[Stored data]
"""

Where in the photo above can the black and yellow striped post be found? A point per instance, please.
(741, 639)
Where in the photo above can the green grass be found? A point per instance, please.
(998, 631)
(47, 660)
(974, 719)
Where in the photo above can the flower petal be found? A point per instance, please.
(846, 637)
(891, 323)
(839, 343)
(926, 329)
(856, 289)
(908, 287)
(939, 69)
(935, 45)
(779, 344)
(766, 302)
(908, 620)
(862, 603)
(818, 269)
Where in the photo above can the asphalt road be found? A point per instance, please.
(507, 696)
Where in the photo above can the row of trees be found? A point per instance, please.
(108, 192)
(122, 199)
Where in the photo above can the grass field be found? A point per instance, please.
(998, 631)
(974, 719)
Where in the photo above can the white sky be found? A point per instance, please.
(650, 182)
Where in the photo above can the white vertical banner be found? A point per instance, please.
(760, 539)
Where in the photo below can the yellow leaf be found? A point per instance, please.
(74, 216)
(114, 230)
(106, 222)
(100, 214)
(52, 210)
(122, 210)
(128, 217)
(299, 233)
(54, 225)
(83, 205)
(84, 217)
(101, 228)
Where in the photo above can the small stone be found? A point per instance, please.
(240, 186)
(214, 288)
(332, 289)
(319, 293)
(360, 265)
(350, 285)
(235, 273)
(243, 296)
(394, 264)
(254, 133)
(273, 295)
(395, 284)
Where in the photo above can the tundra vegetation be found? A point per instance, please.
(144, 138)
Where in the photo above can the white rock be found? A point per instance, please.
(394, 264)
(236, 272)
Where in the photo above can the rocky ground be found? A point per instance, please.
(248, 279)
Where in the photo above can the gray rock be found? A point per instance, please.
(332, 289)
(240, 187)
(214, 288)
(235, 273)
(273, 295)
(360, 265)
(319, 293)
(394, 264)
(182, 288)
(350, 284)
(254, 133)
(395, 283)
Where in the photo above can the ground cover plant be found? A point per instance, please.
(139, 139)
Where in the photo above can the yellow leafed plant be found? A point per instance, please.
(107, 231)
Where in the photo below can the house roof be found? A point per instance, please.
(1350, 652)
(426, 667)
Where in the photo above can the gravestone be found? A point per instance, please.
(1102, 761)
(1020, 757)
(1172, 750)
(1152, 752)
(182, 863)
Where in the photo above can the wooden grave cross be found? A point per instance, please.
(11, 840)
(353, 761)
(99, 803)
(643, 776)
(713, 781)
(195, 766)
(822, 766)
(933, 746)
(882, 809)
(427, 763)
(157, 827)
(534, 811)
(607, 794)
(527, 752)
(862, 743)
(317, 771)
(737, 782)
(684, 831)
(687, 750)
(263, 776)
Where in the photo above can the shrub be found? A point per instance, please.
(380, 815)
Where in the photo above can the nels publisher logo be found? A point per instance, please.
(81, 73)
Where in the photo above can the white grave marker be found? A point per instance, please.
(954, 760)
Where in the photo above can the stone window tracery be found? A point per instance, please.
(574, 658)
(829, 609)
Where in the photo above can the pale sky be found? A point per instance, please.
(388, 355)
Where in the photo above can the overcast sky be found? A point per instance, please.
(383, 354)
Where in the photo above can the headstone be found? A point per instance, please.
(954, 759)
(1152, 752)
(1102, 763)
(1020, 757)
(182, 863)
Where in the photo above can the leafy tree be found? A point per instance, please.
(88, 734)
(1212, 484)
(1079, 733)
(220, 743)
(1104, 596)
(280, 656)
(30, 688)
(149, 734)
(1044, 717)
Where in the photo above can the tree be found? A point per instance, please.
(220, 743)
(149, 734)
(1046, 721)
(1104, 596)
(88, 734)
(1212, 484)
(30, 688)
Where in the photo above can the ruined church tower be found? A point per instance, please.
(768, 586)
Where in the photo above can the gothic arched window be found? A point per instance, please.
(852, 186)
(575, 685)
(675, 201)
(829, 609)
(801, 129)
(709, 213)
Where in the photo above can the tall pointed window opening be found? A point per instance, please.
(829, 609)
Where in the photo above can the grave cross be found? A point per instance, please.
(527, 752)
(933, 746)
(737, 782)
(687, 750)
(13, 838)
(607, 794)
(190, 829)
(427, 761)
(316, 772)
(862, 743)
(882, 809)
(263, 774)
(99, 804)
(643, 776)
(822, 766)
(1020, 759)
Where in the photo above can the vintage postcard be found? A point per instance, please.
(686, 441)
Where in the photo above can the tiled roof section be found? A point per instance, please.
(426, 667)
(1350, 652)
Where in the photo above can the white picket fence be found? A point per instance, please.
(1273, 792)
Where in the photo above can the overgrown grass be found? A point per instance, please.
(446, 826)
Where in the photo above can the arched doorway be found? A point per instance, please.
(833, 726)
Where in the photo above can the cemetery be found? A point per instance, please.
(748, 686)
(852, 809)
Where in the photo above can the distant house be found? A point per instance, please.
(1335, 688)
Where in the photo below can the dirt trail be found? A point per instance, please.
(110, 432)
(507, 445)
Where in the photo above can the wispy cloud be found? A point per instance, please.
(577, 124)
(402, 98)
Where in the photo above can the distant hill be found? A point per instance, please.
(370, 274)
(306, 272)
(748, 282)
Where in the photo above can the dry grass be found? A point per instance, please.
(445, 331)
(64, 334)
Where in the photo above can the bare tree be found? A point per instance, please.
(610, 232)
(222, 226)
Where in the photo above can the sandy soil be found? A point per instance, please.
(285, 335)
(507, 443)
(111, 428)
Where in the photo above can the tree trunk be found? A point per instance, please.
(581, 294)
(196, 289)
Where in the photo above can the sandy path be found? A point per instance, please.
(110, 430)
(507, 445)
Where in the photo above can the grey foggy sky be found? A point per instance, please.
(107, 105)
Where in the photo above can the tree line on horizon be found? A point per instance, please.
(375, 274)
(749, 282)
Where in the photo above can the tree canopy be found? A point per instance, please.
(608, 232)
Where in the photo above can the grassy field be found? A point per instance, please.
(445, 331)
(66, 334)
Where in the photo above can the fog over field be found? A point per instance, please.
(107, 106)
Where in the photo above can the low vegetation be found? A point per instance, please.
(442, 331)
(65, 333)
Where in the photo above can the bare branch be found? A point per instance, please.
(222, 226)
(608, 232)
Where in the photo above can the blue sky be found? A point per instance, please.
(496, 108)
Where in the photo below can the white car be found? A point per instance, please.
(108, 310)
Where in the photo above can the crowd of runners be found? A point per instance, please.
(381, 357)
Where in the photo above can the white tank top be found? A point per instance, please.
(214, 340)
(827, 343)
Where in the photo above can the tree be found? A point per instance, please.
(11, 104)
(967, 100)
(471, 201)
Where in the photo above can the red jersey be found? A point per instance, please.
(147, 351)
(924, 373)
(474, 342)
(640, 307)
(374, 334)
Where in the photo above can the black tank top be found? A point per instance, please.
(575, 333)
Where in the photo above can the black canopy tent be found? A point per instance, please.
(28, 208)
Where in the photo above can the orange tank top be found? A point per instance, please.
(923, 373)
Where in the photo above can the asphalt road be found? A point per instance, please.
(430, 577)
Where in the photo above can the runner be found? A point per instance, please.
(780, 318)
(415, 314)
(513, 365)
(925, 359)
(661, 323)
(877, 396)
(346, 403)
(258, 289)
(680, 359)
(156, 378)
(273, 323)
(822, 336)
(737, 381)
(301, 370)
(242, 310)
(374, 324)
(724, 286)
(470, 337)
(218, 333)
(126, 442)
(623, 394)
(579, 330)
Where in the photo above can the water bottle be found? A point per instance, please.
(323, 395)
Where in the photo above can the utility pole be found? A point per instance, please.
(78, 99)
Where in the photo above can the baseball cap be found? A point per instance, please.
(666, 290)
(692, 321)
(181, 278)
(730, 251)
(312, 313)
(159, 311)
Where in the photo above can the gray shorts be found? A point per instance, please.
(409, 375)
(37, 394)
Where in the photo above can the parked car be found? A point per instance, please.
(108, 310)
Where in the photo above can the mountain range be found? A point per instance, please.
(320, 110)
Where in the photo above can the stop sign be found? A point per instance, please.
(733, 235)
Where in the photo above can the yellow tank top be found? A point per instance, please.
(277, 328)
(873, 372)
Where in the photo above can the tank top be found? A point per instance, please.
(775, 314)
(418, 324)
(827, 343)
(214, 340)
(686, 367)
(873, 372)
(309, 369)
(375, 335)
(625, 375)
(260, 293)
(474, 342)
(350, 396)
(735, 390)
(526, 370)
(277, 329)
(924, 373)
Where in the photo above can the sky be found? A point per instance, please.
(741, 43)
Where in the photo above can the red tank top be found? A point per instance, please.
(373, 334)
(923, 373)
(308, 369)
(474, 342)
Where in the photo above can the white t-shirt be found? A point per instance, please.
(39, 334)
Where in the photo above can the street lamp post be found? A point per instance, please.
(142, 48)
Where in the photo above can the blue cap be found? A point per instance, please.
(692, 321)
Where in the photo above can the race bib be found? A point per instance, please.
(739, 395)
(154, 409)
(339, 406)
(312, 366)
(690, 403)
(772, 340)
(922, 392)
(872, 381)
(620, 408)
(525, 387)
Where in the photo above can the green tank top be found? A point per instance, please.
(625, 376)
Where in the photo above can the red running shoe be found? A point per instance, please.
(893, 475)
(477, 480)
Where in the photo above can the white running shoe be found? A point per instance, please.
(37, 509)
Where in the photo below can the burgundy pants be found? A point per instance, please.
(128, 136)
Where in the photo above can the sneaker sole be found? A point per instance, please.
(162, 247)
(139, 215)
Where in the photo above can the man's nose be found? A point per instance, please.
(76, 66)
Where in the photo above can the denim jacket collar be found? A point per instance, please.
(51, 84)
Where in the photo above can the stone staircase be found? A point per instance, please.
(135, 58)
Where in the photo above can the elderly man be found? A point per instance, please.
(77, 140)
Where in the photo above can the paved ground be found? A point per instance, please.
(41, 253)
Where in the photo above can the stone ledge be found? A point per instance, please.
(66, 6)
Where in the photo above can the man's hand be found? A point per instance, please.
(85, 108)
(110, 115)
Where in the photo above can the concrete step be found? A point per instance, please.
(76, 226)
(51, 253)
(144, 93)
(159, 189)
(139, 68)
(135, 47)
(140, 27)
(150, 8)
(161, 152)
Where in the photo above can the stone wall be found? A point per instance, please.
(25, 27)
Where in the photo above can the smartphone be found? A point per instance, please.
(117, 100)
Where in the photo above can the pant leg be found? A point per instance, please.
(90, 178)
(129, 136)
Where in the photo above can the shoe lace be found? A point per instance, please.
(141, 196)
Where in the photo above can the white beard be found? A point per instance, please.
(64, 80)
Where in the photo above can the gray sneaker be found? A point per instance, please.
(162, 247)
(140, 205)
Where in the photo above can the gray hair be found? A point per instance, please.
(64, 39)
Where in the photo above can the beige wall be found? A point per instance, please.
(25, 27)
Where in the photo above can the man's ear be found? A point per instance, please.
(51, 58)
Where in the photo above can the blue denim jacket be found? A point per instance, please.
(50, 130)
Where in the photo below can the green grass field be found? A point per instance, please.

"""

Task: Quote, without any change, each line from the one that contains "Where in the photo above can the concrete" through the end of the material.

Output of the exercise:
Where in the photo above can the concrete step be found? A point per instance, please.
(76, 226)
(51, 253)
(144, 93)
(159, 189)
(139, 68)
(135, 47)
(140, 27)
(150, 8)
(161, 152)
Where in the photo above can the stone wall be found? A point per instance, please.
(25, 27)
Where in the photo above can the smartphone be found? A point per instance, please.
(117, 100)
Where in the photo above can the pant leg be found? A point per instance, please.
(90, 178)
(129, 136)
Where in the photo above can the shoe lace be found? A point per instance, please.
(141, 196)
Where in the photo above can the white beard be found? A point per instance, please.
(64, 80)
Where in the photo above can the gray sneaker be found? A point per instance, please.
(162, 247)
(140, 205)
Where in the photo above can the gray hair be found? A point per instance, please.
(64, 39)
Where in the photo above can the beige wall be found? A point per instance, please.
(25, 27)
Where in the photo above can the man's ear be found? A point per instance, please.
(51, 58)
Where in the photo above can the blue denim jacket be found? A point per instance, please.
(50, 130)
Where in the photo below can the green grass field be found? A point per instance, please.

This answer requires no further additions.